§ **Text passage**
----

Circle dances have been a part of human culture for thousands of years. Performed as rites of passage, an invocation of change, or as a mode of community ritual, the circle embodies aspects of connection, unity, and cycles of transformation. I began using dance as a grounding method during the start of the pandemic while isolating in my home. Dance has continued to be a way to feel connected to rituals of my past, providing comfort during extreme anxiety. Mythic time is broadly defined as a perpetual present outside of the linear perception of time, an abstract awareness where everything is eternally happening all at once. This holistic perception of time reclaims principles of intuition, unity, and connection with natural cycles of transformation. These videos of ghostly circle dances embody mythic time through meditative movement. As far as we advance technologically, we are still inexorably linked to nature.
Lauren Woods (US)

----

§ **Requirement 1**
List the ways the text on circle dances says these dances have been performed.
§ **Requirement 2**
In the text on circle dances, when did the writer begin using dance as a grounding method?

§ **Dataset records**
----

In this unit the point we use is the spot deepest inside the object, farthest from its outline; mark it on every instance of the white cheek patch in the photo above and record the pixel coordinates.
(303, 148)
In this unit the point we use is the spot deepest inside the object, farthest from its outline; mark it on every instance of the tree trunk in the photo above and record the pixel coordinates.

----

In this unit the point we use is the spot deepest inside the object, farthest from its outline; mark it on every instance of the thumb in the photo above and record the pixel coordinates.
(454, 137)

----

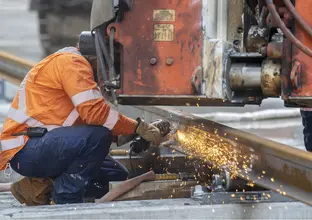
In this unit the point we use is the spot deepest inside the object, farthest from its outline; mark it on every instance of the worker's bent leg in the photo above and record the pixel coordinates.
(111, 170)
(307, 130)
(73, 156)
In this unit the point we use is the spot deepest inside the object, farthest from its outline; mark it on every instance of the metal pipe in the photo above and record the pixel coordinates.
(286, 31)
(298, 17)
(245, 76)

----

§ **Expected output 1**
- As rites of passage
- As an invocation of change
- As a mode of community ritual

§ **Expected output 2**
At the start of the pandemic, while isolating at home.